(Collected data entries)
....

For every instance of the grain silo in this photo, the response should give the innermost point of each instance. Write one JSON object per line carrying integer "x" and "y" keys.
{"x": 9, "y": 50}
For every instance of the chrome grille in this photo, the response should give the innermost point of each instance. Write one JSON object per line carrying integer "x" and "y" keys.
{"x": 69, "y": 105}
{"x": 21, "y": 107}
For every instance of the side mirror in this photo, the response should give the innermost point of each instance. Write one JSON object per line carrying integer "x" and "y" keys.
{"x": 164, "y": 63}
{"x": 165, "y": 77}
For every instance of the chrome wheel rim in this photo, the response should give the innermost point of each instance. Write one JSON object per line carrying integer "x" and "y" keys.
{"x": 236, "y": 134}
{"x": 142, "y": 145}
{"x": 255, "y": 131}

....

In full and exactly as written, reproduce the records above.

For every instance of the grain silo in this photo, the response should give the innermost point of each instance. Write one JSON object per line carrying integer "x" and "y" keys.
{"x": 9, "y": 50}
For every instance of the chrome grille in this photo, the response should give the innermost point of each instance. Write one JSON object per line carrying integer "x" and "y" keys.
{"x": 69, "y": 105}
{"x": 21, "y": 107}
For every instance of the side mirror in this photo, the response should give the innermost point of each instance. Write one JSON object per line carrying integer "x" and "y" keys.
{"x": 164, "y": 63}
{"x": 165, "y": 77}
For every instance of the chrome wheel rim in this photo, the response should give the innermost point of each instance. Write one JSON object per line carrying integer "x" and "y" keys.
{"x": 236, "y": 134}
{"x": 142, "y": 145}
{"x": 255, "y": 131}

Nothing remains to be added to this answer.